**What this task involves**
Among the entries below, find the line with "point: bottle on shelf" and the line with "point: black tire". Return exactly those lines and every line between them, but no pictures.

**Task material**
════

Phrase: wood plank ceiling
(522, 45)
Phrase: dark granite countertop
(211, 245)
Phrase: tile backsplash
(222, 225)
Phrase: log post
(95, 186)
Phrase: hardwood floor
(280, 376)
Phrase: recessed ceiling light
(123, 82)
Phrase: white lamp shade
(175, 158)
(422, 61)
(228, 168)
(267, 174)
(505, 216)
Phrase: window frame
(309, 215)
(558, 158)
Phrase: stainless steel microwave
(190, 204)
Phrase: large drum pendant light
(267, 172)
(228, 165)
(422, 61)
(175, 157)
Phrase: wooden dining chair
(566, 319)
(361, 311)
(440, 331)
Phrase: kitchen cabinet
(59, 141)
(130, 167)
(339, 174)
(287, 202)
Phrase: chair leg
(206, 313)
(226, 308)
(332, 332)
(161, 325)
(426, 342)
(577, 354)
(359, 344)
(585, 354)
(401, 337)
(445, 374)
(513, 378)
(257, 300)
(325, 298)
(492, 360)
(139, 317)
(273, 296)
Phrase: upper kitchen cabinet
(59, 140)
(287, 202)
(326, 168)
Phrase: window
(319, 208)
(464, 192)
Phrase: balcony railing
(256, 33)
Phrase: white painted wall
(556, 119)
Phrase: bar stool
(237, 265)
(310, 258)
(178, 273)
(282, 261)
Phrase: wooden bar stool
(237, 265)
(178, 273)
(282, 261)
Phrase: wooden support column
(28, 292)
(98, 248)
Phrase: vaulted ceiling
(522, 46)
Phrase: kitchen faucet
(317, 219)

════

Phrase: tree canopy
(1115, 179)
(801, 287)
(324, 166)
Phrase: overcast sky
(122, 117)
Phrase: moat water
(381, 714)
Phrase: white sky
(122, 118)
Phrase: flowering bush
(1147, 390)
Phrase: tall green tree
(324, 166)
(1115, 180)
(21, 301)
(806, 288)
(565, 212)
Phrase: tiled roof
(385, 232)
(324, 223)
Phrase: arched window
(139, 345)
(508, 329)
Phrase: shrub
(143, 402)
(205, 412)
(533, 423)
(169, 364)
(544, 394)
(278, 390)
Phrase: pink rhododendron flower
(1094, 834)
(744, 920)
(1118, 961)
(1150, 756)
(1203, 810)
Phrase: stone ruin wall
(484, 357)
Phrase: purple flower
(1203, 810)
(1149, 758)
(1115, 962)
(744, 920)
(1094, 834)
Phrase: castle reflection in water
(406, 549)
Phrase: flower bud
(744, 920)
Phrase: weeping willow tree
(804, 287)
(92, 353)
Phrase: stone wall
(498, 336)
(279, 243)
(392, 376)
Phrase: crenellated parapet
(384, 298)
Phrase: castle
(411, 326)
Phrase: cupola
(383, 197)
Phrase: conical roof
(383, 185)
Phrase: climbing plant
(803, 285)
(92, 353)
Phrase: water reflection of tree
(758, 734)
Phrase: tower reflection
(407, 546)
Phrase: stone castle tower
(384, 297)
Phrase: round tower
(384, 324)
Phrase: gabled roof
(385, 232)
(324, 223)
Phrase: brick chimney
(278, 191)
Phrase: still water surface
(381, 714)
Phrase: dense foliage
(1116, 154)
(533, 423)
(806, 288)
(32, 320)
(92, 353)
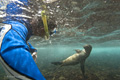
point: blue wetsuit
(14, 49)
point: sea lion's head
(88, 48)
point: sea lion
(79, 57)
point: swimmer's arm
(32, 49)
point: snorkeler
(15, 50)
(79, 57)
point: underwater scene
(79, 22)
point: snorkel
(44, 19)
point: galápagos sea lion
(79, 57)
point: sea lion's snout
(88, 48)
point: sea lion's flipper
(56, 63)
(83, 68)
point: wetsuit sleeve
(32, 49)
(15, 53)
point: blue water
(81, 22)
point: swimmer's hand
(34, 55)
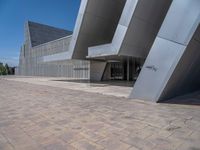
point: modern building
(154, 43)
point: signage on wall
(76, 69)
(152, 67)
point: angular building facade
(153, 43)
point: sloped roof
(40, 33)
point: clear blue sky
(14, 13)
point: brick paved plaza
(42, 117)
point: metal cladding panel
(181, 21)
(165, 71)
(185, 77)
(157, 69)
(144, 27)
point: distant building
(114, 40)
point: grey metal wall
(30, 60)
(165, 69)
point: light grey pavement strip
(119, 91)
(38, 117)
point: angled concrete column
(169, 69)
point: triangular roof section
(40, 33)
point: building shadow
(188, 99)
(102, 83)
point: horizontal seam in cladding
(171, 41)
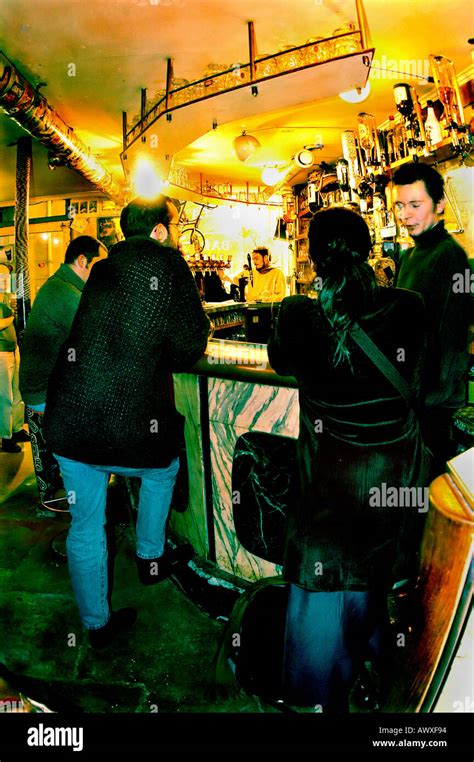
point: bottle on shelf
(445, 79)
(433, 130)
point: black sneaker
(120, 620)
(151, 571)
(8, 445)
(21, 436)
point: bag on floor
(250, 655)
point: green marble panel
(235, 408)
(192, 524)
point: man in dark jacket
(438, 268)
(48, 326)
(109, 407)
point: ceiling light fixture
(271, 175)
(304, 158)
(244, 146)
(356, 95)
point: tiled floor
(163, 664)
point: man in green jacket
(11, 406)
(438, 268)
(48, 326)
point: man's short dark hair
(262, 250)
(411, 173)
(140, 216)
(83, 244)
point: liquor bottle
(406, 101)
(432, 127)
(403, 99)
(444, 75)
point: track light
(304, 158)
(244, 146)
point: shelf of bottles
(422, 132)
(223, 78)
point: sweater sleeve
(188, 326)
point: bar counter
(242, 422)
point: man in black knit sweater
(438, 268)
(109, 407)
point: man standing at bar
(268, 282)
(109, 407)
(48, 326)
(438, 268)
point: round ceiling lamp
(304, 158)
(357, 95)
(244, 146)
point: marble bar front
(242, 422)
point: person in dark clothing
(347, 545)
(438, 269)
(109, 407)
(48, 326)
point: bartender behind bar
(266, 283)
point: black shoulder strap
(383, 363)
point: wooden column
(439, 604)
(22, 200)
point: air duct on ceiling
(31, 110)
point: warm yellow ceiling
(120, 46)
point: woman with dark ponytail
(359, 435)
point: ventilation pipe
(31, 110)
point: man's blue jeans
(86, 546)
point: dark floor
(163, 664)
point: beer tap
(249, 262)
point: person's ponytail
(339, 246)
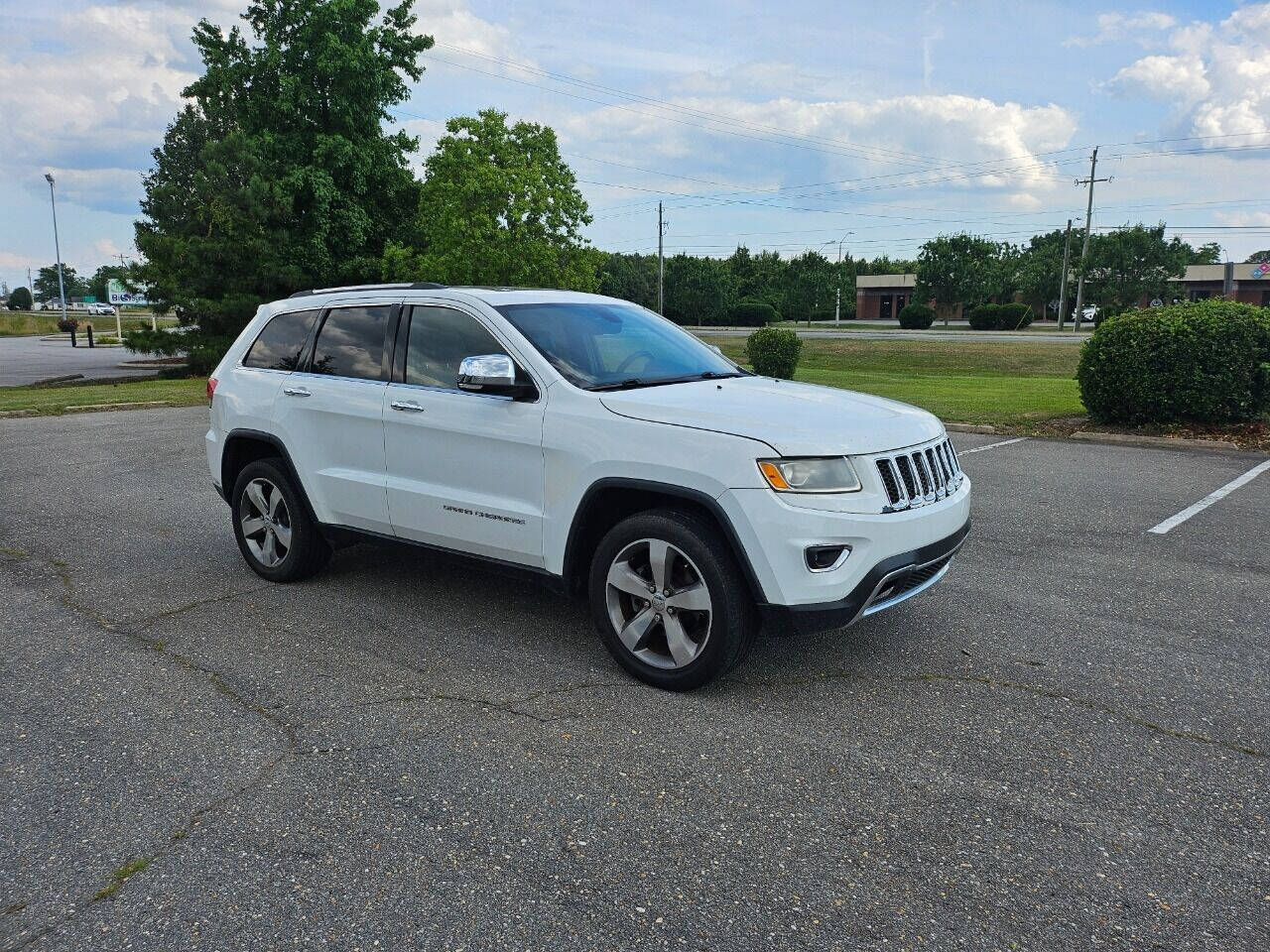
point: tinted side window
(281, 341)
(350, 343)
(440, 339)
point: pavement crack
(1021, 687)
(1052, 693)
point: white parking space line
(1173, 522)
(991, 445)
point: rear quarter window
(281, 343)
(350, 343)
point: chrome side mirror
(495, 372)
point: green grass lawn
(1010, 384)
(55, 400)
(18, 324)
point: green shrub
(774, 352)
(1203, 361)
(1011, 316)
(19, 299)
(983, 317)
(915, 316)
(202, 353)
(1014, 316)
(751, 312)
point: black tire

════

**Written response**
point: bottle on shelf
(445, 79)
(433, 130)
point: black sneaker
(120, 620)
(151, 571)
(8, 445)
(21, 436)
point: bag on floor
(250, 655)
point: green marble panel
(235, 408)
(192, 524)
point: man in dark jacket
(438, 268)
(48, 326)
(109, 407)
point: ceiling light fixture
(271, 175)
(304, 158)
(244, 146)
(356, 95)
point: tiled floor
(163, 664)
point: man in green jacket
(11, 406)
(438, 268)
(48, 326)
point: man's short dark hair
(262, 250)
(411, 173)
(140, 216)
(83, 244)
point: liquor bottle
(406, 101)
(432, 127)
(403, 99)
(444, 75)
point: track light
(304, 158)
(244, 146)
point: shelf of bottles
(422, 132)
(223, 78)
point: sweater sleeve
(188, 326)
point: bar counter
(242, 422)
point: man in black knit sweater
(438, 268)
(109, 407)
point: man standing at bar
(268, 282)
(109, 407)
(48, 326)
(438, 268)
point: round ceiling lamp
(304, 158)
(357, 95)
(244, 146)
point: marble bar front
(242, 422)
point: person in dark clothing
(347, 545)
(438, 269)
(109, 407)
(48, 326)
point: bartender behind bar
(266, 283)
point: black shoulder strap
(383, 363)
point: wooden column
(439, 604)
(22, 200)
point: air duct on ceiling
(31, 110)
point: warm yellow ceiling
(120, 46)
point: woman with dark ponytail
(359, 435)
point: ventilation pipe
(31, 110)
point: man's blue jeans
(86, 546)
point: dark floor
(163, 664)
point: beer tap
(249, 262)
point: person's ponytail
(339, 246)
point: tinted side window
(281, 341)
(350, 343)
(440, 339)
point: pavement crack
(1021, 687)
(1052, 693)
point: white parking space line
(1173, 522)
(991, 445)
point: rear quarter window
(281, 343)
(350, 343)
point: chrome side mirror
(495, 372)
point: green grass lawn
(1010, 384)
(55, 400)
(18, 324)
point: green shrub
(774, 352)
(1203, 361)
(1011, 316)
(19, 299)
(983, 317)
(915, 316)
(202, 353)
(1014, 316)
(751, 312)
point: black tire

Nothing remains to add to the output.